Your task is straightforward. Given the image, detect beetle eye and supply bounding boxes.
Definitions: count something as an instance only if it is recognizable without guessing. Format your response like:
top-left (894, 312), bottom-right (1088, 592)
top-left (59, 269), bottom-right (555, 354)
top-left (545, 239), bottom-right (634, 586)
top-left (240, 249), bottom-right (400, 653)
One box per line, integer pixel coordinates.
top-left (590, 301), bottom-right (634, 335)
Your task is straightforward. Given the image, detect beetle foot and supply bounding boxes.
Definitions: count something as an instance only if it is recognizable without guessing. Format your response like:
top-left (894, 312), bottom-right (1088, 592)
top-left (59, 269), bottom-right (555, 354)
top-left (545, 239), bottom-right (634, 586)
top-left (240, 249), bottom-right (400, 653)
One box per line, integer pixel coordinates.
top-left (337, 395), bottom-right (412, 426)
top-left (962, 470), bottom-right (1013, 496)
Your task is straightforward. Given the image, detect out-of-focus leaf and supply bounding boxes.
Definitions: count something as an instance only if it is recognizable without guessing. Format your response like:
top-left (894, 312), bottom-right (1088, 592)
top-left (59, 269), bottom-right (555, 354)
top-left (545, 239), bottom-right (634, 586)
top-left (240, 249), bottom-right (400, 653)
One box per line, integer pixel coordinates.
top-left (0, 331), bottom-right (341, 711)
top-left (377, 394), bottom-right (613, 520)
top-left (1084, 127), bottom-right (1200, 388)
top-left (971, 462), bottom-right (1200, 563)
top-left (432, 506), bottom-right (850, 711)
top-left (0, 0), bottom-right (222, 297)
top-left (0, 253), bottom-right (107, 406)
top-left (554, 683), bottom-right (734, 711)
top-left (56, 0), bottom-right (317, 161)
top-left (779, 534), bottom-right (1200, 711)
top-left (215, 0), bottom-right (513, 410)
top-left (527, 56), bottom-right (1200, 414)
════════════════════
**WHAT IS EXPECTED**
Reproduce all of the entries above verbatim, keeping their original order and wording without alteration.

**RESPONSE TO THE TASK**
Your task is straightforward. Given the image, detect beetle eye and supply bounding boxes.
Definitions: count something as an instance only if it is recognizable without guessing. Format your response like:
top-left (894, 312), bottom-right (1088, 592)
top-left (59, 269), bottom-right (555, 354)
top-left (545, 239), bottom-right (634, 586)
top-left (240, 249), bottom-right (400, 653)
One box per line, integer pixel coordinates.
top-left (590, 301), bottom-right (634, 335)
Your task is straightforward. Given the image, detect beetle foot and supply bounding boxes.
Definitions: count something as an instance only if it is recognizable without guessing. Format your response like:
top-left (894, 312), bottom-right (1088, 592)
top-left (59, 269), bottom-right (555, 354)
top-left (545, 239), bottom-right (634, 586)
top-left (240, 249), bottom-right (400, 653)
One box per line, integer pixel coordinates.
top-left (337, 395), bottom-right (412, 426)
top-left (962, 470), bottom-right (1013, 496)
Your task is straightforward. Given the image, detect out-of-focus leaf and supply bounding boxes.
Definitions: count something as an instance only if it is recognizable without guessing. Format your response like:
top-left (894, 312), bottom-right (1088, 592)
top-left (59, 269), bottom-right (555, 354)
top-left (545, 239), bottom-right (634, 586)
top-left (240, 249), bottom-right (400, 653)
One box per line, integer pixel coordinates.
top-left (0, 331), bottom-right (341, 711)
top-left (377, 394), bottom-right (613, 520)
top-left (1084, 127), bottom-right (1200, 388)
top-left (971, 462), bottom-right (1200, 563)
top-left (432, 506), bottom-right (850, 711)
top-left (0, 0), bottom-right (222, 297)
top-left (0, 253), bottom-right (107, 406)
top-left (554, 683), bottom-right (734, 711)
top-left (56, 0), bottom-right (317, 161)
top-left (779, 534), bottom-right (1200, 711)
top-left (215, 0), bottom-right (513, 410)
top-left (527, 56), bottom-right (1200, 414)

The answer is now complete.